** BEGIN INPUT ROWS **

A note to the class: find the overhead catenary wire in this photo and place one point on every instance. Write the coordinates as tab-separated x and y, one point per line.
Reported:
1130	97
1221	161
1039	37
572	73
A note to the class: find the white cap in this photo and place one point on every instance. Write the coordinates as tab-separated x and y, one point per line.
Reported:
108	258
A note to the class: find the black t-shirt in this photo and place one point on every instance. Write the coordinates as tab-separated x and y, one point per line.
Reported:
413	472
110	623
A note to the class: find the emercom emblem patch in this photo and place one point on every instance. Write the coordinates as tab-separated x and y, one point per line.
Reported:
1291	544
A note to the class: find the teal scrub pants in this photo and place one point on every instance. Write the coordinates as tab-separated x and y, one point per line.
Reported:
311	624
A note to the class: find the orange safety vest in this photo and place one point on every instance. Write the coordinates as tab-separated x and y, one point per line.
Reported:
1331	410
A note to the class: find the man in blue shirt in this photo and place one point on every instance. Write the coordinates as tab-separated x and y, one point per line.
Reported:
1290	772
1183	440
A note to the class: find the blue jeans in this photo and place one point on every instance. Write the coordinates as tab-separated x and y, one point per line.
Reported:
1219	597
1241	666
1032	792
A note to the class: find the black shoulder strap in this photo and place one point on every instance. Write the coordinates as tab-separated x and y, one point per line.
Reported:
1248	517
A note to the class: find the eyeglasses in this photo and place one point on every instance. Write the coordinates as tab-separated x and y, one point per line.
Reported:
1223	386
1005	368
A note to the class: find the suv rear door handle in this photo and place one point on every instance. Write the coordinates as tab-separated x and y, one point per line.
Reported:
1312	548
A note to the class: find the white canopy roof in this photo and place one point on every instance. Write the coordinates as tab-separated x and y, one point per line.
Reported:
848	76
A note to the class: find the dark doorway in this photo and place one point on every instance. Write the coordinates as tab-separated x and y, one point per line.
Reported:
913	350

** END INPUT ROWS **

## AIM OF THE TASK
Reproduce everything from the line containing "A note to the class: find the dark" down to the end of the data, lines included, with the requests kept as they are and each coordinate in the answers shifted by -58.

## OUTPUT FOR THIS TASK
A note to the class: find the dark doorway in this photo and place one point on every instance. Write the coordinates as tab-separated x and y, one point per line.
Reported:
855	292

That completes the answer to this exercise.